IVG dans la Constitution : Borne et Macron dans la fuite en avant progressiste et les petits calculs politiciens

La « sanctuarisation » (puisque c'est le mot qu'ils emploient) de l'IVG par son inscription dans la Constitution va-t-elle fournir à Emmanuel Macron et Élisabeth Borne cette « majorité de projet » après laquelle ils courent vainement depuis une semaine après le refus des oppositions de participer à l'aventure Macron 2 ? En tout cas, l'affaire tombe bien pour un exécutif sans boussole. Aurore Bergé, nouvelle présidente du groupe Renaissance à l'Assemblée, a annoncé, ce samedi, déposer une proposition de loi dans ce sens qui sera discutée, dès lundi, par les nouveaux députés. Immédiatement, Élisabeth Borne a annoncé que le gouvernement soutiendrait cette proposition. Et tous les groupes de gauche de la NUPES ont suivi comme un seul homme, si je puis dire : Mathilde Pannot et Clémentine Autain, laquelle a même salué dans son tweet le « revirement » de LREM qui avait refusé une telle constitutionnalisation durant le quinquennat précédent.

La décision de la Cour suprême américaine a réussi ce que les coups de fil d'Emmanuel Macron n'avaient pu faire : réunir NUPES et LREM et, peut-être, sauver la tête d'une Élisabeth Borne très fragilisée depuis dimanche dernier, comme le souligne Le Monde, qui qualifiait la drôle de semaine politique que nous venons de vivre de « jeu de poker menteur » entre l'exécutif et les oppositions.

• **ENTRÉES EXTRAITES**:
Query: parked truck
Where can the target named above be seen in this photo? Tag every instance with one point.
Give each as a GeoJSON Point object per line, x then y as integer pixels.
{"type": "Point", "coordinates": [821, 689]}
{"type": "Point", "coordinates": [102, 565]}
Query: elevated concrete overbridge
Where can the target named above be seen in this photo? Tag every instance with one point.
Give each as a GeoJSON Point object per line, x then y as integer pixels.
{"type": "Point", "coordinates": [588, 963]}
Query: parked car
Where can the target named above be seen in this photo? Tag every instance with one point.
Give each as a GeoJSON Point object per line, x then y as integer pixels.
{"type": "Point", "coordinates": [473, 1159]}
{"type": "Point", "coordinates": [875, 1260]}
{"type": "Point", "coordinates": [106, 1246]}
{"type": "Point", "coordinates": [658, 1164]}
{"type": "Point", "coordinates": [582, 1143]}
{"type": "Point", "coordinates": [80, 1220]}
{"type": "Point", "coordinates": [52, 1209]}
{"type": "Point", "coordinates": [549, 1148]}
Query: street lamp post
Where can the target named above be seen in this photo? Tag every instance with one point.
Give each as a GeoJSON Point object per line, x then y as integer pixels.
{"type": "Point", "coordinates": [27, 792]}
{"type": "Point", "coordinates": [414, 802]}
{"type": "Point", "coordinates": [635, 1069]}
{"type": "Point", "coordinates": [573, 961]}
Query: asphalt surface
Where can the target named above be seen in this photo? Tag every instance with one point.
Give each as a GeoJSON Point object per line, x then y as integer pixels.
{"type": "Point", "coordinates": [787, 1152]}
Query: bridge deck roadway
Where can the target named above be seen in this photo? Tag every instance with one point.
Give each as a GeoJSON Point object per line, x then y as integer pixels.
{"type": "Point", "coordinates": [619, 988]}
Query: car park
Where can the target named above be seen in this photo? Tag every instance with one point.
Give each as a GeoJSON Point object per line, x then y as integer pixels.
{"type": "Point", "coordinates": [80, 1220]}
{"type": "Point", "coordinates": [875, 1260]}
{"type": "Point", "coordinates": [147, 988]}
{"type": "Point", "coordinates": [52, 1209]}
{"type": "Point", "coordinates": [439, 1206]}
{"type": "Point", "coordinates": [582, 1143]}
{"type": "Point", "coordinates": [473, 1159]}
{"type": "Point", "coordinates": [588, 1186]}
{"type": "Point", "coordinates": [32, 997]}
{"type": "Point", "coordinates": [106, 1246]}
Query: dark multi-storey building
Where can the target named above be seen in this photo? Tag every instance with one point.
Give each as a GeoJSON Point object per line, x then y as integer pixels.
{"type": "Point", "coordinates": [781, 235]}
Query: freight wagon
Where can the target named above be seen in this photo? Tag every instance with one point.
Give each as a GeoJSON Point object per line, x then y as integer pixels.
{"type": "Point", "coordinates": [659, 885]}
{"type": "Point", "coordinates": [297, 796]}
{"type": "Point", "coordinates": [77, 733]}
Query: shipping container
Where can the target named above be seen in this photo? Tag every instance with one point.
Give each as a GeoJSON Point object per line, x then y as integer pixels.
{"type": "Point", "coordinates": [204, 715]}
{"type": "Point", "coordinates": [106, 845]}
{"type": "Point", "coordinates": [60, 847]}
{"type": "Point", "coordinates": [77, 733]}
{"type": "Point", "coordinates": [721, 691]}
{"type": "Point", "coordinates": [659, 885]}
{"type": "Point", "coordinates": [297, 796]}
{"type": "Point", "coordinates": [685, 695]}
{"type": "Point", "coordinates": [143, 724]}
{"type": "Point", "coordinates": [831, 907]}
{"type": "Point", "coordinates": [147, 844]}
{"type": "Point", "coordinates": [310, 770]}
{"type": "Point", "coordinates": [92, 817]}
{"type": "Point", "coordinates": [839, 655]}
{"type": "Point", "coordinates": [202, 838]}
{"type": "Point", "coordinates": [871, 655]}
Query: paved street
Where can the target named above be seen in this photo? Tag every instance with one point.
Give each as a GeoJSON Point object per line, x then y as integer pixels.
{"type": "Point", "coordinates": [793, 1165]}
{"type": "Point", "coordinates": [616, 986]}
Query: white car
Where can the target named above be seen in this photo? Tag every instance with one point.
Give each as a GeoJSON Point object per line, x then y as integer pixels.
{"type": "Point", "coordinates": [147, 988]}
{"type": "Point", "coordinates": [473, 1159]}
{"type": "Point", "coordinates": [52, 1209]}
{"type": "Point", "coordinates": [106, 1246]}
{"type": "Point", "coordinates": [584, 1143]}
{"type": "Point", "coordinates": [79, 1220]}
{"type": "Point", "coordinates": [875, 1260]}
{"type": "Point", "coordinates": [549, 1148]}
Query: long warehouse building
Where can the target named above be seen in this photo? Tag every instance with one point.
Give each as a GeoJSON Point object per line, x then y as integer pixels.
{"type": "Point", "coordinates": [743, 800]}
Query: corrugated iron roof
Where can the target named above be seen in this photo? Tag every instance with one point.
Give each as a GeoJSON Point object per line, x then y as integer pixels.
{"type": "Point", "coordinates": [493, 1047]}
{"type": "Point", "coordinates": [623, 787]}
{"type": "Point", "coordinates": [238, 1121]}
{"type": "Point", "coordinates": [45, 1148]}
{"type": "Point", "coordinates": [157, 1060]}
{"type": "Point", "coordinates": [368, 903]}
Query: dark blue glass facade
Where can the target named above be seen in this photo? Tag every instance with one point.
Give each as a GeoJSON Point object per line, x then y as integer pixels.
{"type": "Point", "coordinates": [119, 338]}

• **CONSIGNES DE L'EXERCICE**:
1. D'après le texte fourni, qui est la nouvelle présidente du groupe Renaissance à l'Assemblée ?
2. Modifiez le passage du texte fourni qui va de « La décision de » jusqu'à « et les oppositions. » inclus : remplacez-y « poker menteur » par « dupes », puis donnez le passage en entier.
Appuyez-vous exclusivement sur le texte fourni.

• **EN RÉPONSE**:
1. Aurore Bergé.

2.
La décision de la Cour suprême américaine a réussi ce que les coups de fil d'Emmanuel Macron n'avaient pu faire : réunir NUPES et LREM et, peut-être, sauver la tête d'une Élisabeth Borne très fragilisée depuis dimanche dernier, comme le souligne Le Monde, qui qualifiait la drôle de semaine politique que nous venons de vivre de « jeu de dupes » entre l'exécutif et les oppositions.